───── DATA IN THIS EXERCISE ─────

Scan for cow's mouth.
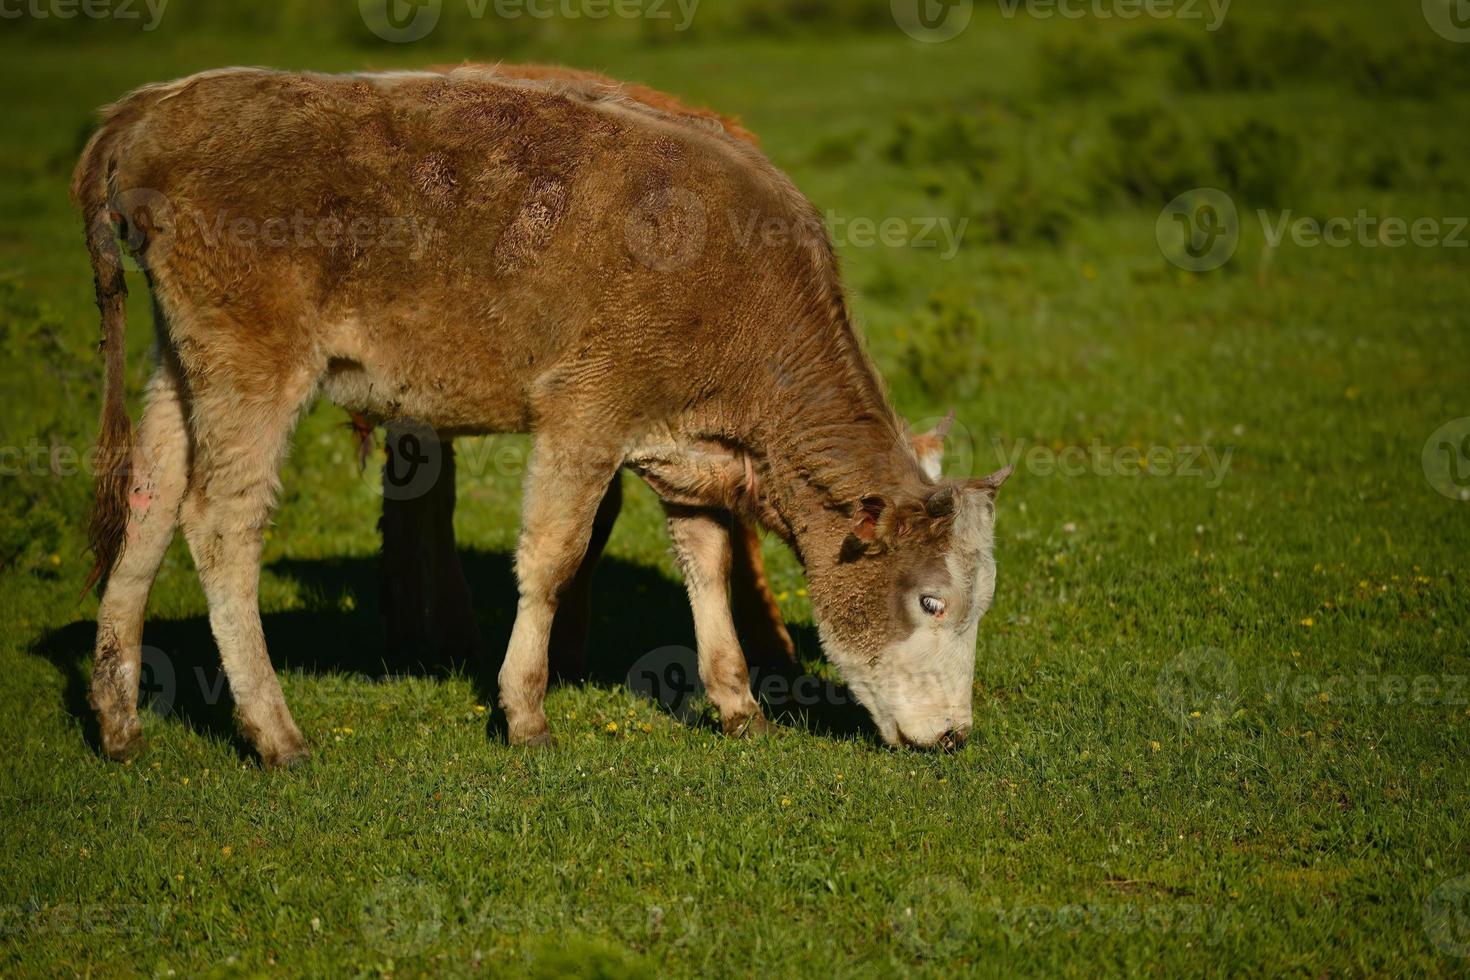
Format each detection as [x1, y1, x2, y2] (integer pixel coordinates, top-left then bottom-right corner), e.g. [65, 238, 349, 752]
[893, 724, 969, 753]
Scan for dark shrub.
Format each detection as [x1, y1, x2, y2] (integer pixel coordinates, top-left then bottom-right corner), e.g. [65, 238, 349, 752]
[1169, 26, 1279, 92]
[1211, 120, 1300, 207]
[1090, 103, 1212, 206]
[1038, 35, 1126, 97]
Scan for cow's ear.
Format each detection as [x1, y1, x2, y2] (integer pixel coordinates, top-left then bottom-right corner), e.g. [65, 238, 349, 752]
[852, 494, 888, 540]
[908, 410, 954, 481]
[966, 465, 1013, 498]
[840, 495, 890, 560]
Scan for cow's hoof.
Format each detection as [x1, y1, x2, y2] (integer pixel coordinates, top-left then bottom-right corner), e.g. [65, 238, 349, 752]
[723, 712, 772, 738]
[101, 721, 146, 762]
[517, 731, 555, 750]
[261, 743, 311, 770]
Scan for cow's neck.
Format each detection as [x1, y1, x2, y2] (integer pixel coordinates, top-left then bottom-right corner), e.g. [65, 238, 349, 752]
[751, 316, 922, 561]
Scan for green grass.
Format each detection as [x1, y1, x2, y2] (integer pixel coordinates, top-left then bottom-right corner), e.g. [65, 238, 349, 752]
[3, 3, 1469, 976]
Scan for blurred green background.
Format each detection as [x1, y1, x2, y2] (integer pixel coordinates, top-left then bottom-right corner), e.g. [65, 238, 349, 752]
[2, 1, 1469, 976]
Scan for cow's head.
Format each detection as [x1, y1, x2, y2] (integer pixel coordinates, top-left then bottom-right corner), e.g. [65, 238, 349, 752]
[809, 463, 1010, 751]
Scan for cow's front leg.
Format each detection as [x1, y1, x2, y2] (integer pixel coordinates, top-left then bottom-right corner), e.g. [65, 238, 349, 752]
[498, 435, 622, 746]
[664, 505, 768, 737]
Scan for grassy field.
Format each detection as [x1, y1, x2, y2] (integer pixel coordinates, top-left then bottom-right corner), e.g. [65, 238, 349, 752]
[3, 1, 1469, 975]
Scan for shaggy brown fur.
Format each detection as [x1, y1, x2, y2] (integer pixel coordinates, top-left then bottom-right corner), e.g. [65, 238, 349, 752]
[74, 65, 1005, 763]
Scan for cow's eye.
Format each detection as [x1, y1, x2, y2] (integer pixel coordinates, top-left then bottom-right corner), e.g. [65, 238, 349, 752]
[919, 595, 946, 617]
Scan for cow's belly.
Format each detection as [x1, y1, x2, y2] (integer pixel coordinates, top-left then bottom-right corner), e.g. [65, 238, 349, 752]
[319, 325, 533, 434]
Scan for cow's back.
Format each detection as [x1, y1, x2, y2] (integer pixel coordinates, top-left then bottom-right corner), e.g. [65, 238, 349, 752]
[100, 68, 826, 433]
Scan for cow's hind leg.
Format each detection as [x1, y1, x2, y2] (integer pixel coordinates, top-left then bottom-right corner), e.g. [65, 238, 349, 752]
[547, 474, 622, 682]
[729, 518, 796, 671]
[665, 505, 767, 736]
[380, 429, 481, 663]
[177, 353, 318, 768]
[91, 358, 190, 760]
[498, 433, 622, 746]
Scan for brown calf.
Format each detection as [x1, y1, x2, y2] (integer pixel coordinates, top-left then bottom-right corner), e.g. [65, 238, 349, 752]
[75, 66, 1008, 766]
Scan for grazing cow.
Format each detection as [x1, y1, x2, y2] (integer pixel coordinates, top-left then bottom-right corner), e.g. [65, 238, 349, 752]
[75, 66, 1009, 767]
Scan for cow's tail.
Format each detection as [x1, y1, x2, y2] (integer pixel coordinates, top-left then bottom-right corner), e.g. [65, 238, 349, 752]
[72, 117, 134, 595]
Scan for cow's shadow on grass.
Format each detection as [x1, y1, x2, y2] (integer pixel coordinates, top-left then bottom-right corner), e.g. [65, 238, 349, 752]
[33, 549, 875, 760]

─────
───── DATA IN THIS EXERCISE ─────

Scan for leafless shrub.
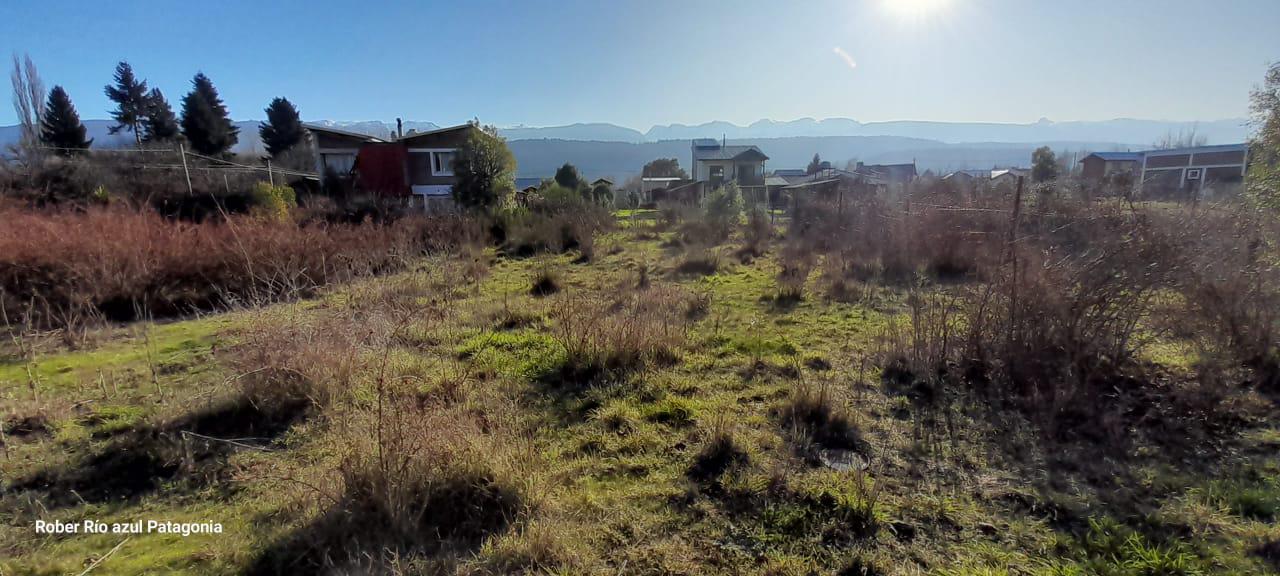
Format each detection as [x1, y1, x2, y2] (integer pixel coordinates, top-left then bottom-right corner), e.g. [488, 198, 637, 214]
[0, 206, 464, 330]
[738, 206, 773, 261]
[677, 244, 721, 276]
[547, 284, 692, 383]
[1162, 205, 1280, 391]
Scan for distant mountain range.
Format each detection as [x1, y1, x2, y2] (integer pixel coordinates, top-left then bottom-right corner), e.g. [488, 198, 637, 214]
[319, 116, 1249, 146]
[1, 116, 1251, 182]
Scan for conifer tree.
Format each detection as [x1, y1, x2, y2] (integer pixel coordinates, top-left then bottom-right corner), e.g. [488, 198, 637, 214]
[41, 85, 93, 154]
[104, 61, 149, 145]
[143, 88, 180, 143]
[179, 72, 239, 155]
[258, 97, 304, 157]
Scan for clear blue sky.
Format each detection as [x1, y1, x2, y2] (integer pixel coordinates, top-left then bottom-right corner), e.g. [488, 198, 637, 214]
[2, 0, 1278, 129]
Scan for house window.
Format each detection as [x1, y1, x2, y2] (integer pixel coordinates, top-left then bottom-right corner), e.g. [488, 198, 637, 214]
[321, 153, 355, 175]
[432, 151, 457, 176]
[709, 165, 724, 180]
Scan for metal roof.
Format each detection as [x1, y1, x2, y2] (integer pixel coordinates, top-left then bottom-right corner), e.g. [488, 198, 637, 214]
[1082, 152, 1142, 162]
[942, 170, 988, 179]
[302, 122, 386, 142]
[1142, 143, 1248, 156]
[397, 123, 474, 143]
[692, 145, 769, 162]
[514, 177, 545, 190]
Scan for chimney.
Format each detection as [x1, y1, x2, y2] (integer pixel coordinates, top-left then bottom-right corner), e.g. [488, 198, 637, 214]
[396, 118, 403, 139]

─────
───── DATA IN THIS EXERCISE ─────

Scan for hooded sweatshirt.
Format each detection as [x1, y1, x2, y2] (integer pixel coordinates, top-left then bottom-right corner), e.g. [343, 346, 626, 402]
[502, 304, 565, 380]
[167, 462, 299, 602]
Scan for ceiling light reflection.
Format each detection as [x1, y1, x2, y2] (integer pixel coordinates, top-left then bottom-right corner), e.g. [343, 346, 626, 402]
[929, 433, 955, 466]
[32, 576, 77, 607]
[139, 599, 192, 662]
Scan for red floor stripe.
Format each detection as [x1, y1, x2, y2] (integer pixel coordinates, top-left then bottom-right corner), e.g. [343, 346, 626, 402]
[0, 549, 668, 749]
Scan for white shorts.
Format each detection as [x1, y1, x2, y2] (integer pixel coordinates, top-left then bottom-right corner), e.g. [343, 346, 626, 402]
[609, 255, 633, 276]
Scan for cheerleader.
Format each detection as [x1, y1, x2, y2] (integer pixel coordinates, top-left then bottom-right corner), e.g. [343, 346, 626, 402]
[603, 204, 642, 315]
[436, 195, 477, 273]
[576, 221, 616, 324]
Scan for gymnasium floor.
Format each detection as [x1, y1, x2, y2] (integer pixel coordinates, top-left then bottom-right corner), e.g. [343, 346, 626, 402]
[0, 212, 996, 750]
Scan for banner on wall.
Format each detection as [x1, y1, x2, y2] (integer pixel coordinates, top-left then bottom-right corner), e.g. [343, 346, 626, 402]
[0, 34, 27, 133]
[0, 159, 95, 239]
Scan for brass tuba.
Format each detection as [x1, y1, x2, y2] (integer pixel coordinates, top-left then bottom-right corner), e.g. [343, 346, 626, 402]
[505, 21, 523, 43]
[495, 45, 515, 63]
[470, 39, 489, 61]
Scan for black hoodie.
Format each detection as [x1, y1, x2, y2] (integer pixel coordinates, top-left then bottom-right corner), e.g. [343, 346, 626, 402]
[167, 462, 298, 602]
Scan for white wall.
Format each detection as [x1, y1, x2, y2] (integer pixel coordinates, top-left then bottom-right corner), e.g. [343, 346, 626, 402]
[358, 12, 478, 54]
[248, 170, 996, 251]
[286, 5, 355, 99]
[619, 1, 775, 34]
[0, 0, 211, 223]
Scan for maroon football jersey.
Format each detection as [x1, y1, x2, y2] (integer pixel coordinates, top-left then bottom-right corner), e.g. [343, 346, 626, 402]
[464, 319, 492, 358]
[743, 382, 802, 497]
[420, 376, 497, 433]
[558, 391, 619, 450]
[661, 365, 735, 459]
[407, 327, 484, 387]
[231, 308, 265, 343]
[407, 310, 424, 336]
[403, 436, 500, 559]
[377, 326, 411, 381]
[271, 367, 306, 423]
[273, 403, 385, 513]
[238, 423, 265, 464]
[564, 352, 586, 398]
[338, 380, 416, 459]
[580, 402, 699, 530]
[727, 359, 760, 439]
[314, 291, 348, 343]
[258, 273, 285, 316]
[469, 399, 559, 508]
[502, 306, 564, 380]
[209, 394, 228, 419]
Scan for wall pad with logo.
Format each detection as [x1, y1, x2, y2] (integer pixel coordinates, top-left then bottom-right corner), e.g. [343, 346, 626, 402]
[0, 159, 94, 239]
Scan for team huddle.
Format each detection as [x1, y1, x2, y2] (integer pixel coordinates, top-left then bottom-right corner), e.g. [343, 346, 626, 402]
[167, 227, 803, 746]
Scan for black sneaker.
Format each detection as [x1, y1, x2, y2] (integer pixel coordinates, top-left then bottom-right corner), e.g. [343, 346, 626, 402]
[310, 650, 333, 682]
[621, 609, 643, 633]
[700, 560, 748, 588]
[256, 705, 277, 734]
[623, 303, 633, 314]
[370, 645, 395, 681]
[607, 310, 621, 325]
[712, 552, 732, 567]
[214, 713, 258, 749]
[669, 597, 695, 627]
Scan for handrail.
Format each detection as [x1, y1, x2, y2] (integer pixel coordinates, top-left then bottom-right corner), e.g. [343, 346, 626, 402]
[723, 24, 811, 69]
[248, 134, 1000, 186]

─────

= PROBLEM TO WORK ON =
Only the lines that hold the word "shrub" are wanted; each should be pulled from the records.

= RESULT OF THIS TASK =
Scan for dark shrub.
Scan for leafless shrub.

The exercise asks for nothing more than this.